TASK BRIEF: Character for character, write out the data below.

Natural-language object grounding data:
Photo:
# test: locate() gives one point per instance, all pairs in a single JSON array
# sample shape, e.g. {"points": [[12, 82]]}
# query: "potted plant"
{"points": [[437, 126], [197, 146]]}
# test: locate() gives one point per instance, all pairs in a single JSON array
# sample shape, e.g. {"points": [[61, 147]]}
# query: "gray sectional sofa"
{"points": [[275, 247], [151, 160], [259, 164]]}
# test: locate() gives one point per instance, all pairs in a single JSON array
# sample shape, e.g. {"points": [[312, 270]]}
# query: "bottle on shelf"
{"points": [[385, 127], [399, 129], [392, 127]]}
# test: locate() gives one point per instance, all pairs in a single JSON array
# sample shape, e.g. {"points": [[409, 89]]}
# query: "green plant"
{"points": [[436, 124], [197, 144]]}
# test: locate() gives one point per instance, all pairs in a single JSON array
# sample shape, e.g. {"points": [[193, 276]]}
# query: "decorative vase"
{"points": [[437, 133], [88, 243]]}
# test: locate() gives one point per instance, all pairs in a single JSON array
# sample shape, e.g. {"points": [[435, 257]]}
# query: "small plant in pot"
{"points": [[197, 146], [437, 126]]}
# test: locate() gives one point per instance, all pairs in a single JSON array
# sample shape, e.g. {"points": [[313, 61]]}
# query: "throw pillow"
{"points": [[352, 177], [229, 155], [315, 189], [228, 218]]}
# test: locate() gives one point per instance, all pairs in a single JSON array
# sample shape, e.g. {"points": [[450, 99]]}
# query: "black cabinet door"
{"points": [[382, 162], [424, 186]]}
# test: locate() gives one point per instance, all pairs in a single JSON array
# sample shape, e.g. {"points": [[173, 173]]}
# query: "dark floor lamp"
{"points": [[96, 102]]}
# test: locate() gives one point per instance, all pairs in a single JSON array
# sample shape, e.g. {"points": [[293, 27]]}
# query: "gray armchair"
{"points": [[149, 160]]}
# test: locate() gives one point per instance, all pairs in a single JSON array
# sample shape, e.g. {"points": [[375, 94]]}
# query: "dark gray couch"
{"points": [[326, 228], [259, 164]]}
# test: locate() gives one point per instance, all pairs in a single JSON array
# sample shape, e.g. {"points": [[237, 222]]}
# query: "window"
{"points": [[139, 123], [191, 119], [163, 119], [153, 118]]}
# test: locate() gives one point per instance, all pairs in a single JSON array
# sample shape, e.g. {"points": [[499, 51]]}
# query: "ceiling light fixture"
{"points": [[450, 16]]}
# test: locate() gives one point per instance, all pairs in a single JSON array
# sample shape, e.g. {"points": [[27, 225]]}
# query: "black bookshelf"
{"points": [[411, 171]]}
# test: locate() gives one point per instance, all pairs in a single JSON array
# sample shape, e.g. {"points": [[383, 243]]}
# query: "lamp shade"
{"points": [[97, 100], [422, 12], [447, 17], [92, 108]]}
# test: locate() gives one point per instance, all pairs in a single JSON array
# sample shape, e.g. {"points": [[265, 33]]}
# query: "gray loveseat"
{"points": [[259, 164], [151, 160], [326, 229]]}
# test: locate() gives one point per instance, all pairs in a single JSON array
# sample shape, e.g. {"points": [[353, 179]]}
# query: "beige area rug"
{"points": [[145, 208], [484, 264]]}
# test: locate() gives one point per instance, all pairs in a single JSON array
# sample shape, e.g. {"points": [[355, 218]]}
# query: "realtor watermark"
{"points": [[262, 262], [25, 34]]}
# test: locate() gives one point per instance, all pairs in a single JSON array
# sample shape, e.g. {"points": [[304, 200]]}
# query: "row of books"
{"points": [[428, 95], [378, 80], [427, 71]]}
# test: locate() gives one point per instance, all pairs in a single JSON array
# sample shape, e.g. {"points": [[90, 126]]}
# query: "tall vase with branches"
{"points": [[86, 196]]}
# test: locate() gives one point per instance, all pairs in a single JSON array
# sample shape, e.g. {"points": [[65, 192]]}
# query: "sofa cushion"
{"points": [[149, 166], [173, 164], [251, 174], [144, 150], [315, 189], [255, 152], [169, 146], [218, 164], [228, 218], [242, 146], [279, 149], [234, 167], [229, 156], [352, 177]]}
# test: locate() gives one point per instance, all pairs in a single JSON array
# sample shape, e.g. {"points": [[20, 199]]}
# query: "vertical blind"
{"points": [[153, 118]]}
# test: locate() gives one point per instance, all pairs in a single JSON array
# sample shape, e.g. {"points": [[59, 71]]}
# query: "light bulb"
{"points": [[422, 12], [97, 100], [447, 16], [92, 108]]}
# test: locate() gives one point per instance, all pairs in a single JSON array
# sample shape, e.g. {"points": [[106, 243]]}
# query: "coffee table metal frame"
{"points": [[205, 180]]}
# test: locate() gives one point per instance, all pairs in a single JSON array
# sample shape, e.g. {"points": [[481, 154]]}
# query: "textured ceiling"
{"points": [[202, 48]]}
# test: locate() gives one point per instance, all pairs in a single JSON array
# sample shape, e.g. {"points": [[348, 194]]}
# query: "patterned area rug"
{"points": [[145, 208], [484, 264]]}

REPLY TO THE TASK:
Photo:
# test: locate() gives one point per instance, all pairs in a single JSON array
# sample shape, e.g. {"points": [[12, 82]]}
# query: "potted plant"
{"points": [[437, 126], [197, 146]]}
# test: locate() gives one point per instance, all pairs in a single JSON array
# sample shape, e.g. {"points": [[61, 147]]}
# query: "gray sectional sofa"
{"points": [[275, 247], [151, 160], [259, 164]]}
# test: locate() gives one point per instance, all pairs in a single JSON array
# sample shape, e.g. {"points": [[312, 270]]}
# query: "bottle on shelf"
{"points": [[385, 127], [399, 129], [392, 127]]}
# test: locate() gives one point per instance, all pairs in a single JSON array
# sample shape, e.g. {"points": [[409, 89]]}
# query: "green plant"
{"points": [[436, 124], [197, 144]]}
# test: locate() gives one point per instance, all pairs in a single JSON array
# sample shape, e.g. {"points": [[193, 276]]}
# query: "decorative vase"
{"points": [[437, 133], [88, 243]]}
# test: locate() gives one point per instance, all pairs in a single JSON array
# sample shape, e.g. {"points": [[435, 257]]}
# query: "small plant in pot"
{"points": [[197, 146], [437, 126]]}
# test: locate() gives one point per instance, all pairs in a single JSON array
# sample shape, e.g. {"points": [[313, 61]]}
# query: "throw pillow"
{"points": [[352, 177], [229, 155], [315, 189], [228, 218]]}
# test: locate() gives one point per instance, all pairs in a single JSON array
# sample shape, e.g. {"points": [[450, 99]]}
# query: "black cabinet door"
{"points": [[382, 162], [424, 186]]}
# test: locate() gives one point per instance, all pairs in a single JSON array
# sample shape, e.g. {"points": [[173, 173]]}
# query: "dark floor lamp"
{"points": [[96, 102]]}
# test: locate() gives one point per instance, all pairs in a single JSON array
# sample shape, e.g. {"points": [[293, 27]]}
# query: "gray armchair"
{"points": [[149, 160]]}
# test: locate() gives one point per instance, all pairs in a single JSON array
# sample shape, e.g. {"points": [[375, 94]]}
# query: "dark gray couch"
{"points": [[326, 228], [259, 164]]}
# test: locate() gives one point per instance, all pairs in a single JSON array
# sample shape, e.g. {"points": [[237, 222]]}
# query: "window"
{"points": [[139, 123], [191, 119], [163, 119], [153, 118]]}
# test: locate() gives one point per instance, all pairs in a single JSON array
# sample shape, e.g. {"points": [[499, 51]]}
# query: "ceiling light fixture"
{"points": [[450, 16]]}
# test: locate() gives one point per instance, all pairs in a single JSON array
# sample shape, e.g. {"points": [[27, 225]]}
# query: "black bookshelf"
{"points": [[411, 171]]}
# test: locate() gives one point per instance, all pairs in a single JSON array
# sample shape, e.g. {"points": [[383, 243]]}
# query: "lamp shade"
{"points": [[97, 100], [422, 12], [447, 17], [92, 108]]}
# test: locate() gives one point per instance, all pairs in a single JSON array
# sample shape, e.g. {"points": [[265, 33]]}
# query: "gray loveseat"
{"points": [[259, 164], [151, 160], [326, 229]]}
# test: locate() gives one point per instance, all pairs in a single JSON array
# sample shape, e.g. {"points": [[353, 179]]}
# query: "beige area rug"
{"points": [[145, 208], [484, 264]]}
# test: locate() gives one point per instance, all pairs in a single JSON array
# sample shape, e.g. {"points": [[355, 218]]}
# query: "realtor watermark"
{"points": [[262, 262], [25, 34]]}
# test: locate() gives one point per instance, all pairs in a single JSON array
# sample shape, e.g. {"points": [[304, 200]]}
# query: "row of books"
{"points": [[428, 95], [378, 80], [427, 71]]}
# test: locate() gives one point per instance, all pairs in a single JSON array
# sample shape, e.g. {"points": [[90, 126]]}
# query: "tall vase with branches"
{"points": [[86, 196]]}
# test: locate() gives one point per instance, all pairs in a single JSON array
# sample shape, e.g. {"points": [[65, 192]]}
# query: "sofa cushion"
{"points": [[149, 166], [173, 164], [251, 174], [144, 150], [315, 189], [255, 152], [169, 146], [218, 164], [228, 218], [242, 146], [279, 149], [234, 167], [229, 156], [352, 177]]}
# test: locate() gives one point per instance, all pairs in a single JSON array
# sample shape, e.g. {"points": [[20, 199]]}
# query: "vertical blind"
{"points": [[153, 118]]}
# test: locate() gives one point per instance, all pairs in a single JSON array
# sample shape, e.g. {"points": [[59, 71]]}
# query: "light bulb"
{"points": [[422, 12], [97, 100], [447, 16], [92, 108]]}
# test: locate() gives one point per instance, all pairs in a single JSON array
# sample shape, e.g. {"points": [[106, 243]]}
# query: "coffee table metal frame"
{"points": [[205, 180]]}
# test: locate() gives one point per instance, all pairs in a single JSON array
# sample shape, e.g. {"points": [[481, 154]]}
# query: "textured ceiling"
{"points": [[202, 48]]}
# test: locate() gives one point per instance, all pairs in a single JSON array
# sample shape, e.g. {"points": [[348, 194]]}
# query: "patterned area rug"
{"points": [[145, 208], [484, 264]]}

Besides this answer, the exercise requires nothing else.